* Description of the task *
What lines of the data include the string "every"? Copy them all.

* Data to examine *

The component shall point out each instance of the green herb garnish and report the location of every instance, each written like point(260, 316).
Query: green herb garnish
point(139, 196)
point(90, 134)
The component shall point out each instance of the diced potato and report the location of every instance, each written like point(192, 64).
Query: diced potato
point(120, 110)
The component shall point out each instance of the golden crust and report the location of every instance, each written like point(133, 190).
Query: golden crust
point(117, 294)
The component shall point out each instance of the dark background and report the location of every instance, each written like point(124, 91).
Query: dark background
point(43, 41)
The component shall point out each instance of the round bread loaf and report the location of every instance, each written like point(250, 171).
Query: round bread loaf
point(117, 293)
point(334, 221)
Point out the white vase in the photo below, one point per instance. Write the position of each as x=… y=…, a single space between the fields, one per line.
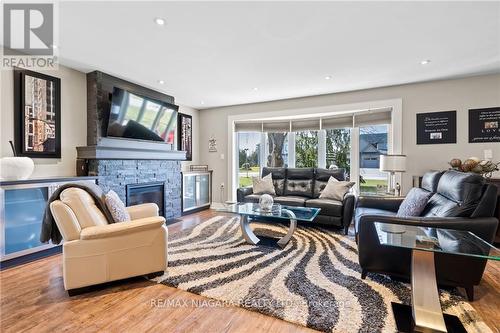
x=266 y=202
x=16 y=168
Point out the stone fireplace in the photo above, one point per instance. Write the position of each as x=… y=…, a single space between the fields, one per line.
x=125 y=165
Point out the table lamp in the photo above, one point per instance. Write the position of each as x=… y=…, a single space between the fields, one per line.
x=393 y=164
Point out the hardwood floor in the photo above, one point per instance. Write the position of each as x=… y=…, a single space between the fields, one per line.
x=33 y=300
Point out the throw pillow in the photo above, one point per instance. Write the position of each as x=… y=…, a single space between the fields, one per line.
x=414 y=203
x=116 y=207
x=336 y=189
x=263 y=185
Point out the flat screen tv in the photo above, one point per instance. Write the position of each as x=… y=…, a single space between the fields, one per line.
x=142 y=118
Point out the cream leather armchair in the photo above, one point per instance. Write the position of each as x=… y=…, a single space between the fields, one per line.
x=95 y=252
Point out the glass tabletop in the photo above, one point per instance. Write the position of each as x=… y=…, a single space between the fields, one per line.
x=435 y=240
x=278 y=211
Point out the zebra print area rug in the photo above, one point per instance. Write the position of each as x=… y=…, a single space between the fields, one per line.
x=314 y=281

* Answer to this exercise *
The component shall point out each instance of the green herb garnish and report the location of every instance, each written like point(260, 316).
The component shall point out each instance of the diced potato and report the location of every instance, each written like point(192, 64).
The component shall point out each instance of the golden crust and report the location of every instance, each written like point(133, 190).
The component shall point out each instance of the dark background and report the location of every instance, each written like point(124, 91).
The component shall point out each instance of the round bread loaf and report the location of every instance, each written like point(250, 171).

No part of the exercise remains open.